• **Text extract**

The gas turbine engines described and/or claimed herein may or may not be provided with a variable area nozzle (VAN). Such a variable area nozzle may allow the exit area of the bypass duct to be varied in use. The general principles of the present disclosure may apply to engines with or without a VAN.

The fan of a gas turbine as described and/or claimed herein may have any desired number of fan blades, for example 14, 16, 18, 20, 22, 24 or 26 fan blades.

As used herein, cruise conditions have the conventional meaning and would be readily understood by the skilled person. Thus, for a given gas turbine engine for an aircraft, the skilled person would immediately recognise cruise conditions to mean the operating point of the engine at mid-cruise of a given mission (which may be referred to in the industry as the “economic mission”) of an aircraft to which the gas turbine engine is designed to be attached. In this regard, mid-cruise is the point in an aircraft flight cycle at which 50% of the total fuel that is burned between top of climb and start of descent has been burned (which may be approximated by the midpoint—in terms of time and/or distance—between top of climb and start of descent. Cruise conditions thus define an operating point of the gas turbine engine that provides a thrust that would ensure steady state operation (i.e. maintaining a constant altitude and constant Mach Number) at mid-cruise of an aircraft to which it is designed to be attached, taking into account the number of engines provided to that aircraft. For example, where an engine is designed to be attached to an aircraft that has two engines of the same type, at cruise conditions the engine provides half of the total thrust that would be required for steady state operation of that aircraft at mid-cruise.

(Records in a dataset)
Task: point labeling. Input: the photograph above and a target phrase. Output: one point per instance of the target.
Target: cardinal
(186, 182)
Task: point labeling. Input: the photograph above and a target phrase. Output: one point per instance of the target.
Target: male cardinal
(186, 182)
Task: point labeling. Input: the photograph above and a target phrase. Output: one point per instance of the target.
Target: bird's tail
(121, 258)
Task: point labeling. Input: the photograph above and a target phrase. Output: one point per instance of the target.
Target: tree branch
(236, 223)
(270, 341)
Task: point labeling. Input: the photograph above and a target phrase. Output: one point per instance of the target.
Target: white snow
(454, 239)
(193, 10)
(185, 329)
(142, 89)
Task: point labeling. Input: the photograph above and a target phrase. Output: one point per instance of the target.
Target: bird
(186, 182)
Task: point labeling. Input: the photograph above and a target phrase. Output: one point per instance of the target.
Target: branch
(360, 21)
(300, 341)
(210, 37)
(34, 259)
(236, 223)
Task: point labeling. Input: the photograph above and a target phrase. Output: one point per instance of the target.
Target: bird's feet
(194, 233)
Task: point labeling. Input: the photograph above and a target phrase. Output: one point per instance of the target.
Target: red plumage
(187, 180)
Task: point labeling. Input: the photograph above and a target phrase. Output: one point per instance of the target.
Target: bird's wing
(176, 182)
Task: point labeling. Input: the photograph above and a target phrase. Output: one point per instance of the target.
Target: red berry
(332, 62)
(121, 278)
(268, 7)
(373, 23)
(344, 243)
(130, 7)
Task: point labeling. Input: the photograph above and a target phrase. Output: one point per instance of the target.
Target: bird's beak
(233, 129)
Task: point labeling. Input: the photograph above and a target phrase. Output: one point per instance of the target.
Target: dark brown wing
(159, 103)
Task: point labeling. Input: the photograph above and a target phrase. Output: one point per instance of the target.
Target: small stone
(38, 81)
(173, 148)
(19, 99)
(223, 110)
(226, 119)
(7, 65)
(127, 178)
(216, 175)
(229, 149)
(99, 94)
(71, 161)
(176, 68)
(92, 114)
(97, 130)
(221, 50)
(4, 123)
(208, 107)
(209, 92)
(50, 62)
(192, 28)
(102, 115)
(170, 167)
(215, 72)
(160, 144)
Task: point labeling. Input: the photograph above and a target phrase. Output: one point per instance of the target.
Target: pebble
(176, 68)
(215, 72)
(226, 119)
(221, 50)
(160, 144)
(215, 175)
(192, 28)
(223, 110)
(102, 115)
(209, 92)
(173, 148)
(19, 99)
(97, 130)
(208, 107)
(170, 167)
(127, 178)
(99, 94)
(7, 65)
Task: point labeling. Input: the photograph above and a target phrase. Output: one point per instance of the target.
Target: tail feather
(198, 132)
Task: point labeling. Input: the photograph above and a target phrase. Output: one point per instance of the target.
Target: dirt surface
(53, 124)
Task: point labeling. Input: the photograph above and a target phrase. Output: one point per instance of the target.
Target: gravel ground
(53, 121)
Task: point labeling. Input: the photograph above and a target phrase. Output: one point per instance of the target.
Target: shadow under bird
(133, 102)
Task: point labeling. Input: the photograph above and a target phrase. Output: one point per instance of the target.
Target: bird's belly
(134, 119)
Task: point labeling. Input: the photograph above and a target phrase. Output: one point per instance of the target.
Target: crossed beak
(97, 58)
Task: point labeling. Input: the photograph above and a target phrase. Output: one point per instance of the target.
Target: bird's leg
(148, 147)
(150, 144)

• **Objective**
Pick up the passage on gas turbine engines after its final sentence and continue it.

• **Task output**
In other words, for a given gas turbine engine for an aircraft, cruise conditions are defined as the operating point of the engine that provides a specified thrust (required to provide—in combination with any other engines on the aircraft—steady state operation of the aircraft to which it is designed to be attached at a given mid-cruise Mach Number) at the mid-cruise atmospheric conditions (defined by the International Standard Atmosphere according to ISO 2533 at the mid-cruise altitude). For any given gas turbine engine for an aircraft, the mid-cruise thrust, atmospheric conditions and Mach Number are known, and thus the operating point of the engine at cruise conditions is clearly defined.

Purely by way of example, the forward speed at the cruise condition may be any point in the range of from Mach 0.7 to 0.9, for example 0.75 to 0.85, for example 0.76 to 0.84, for example 0.77 to 0.83, for example 0.78 to 0.82, for example 0.79 to 0.81, for example on the order of Mach 0.8, on the order of Mach 0.85 or in the range of from 0.8 to 0.85. Any single speed within these ranges may be part of the cruise condition. For some aircraft, the cruise conditions may be outside these ranges, for example below Mach 0.7 or above Mach 0.9.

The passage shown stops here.